Problem description:
Count the lines in the material below that contain the string "girl", treating uppercase and lowercase letters as different. Reply with the number alone.

Provided data:
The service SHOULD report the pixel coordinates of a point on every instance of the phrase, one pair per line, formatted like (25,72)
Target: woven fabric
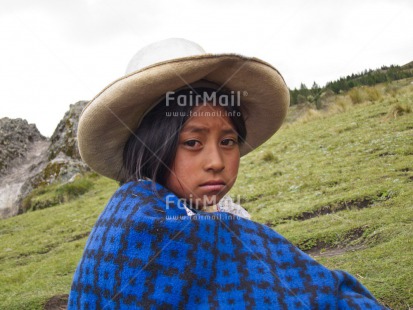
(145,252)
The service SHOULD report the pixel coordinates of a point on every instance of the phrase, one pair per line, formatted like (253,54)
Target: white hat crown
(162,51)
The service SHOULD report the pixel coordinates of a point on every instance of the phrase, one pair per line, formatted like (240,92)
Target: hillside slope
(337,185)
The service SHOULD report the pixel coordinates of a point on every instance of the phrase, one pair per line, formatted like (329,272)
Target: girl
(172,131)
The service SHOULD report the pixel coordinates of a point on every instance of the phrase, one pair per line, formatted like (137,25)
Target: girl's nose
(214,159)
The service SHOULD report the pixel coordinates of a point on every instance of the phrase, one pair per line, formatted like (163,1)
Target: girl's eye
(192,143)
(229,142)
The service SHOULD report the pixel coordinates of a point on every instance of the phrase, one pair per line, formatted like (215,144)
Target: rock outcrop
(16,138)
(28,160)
---
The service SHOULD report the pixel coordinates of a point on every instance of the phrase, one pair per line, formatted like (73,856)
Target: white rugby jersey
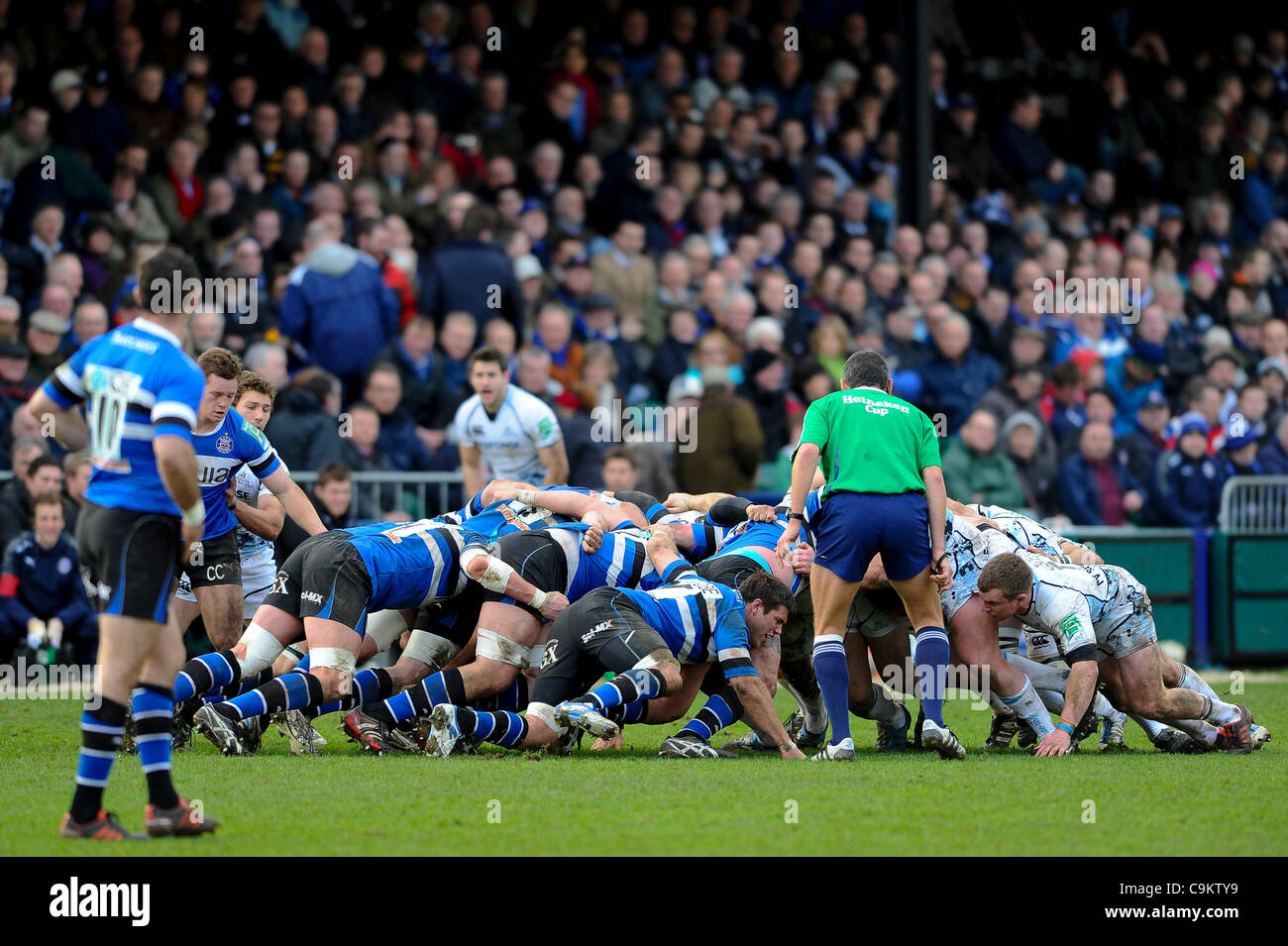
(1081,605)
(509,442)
...
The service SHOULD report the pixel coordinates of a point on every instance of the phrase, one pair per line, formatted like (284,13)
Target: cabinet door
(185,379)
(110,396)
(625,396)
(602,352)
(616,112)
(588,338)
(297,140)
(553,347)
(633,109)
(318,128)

Exercise solution:
3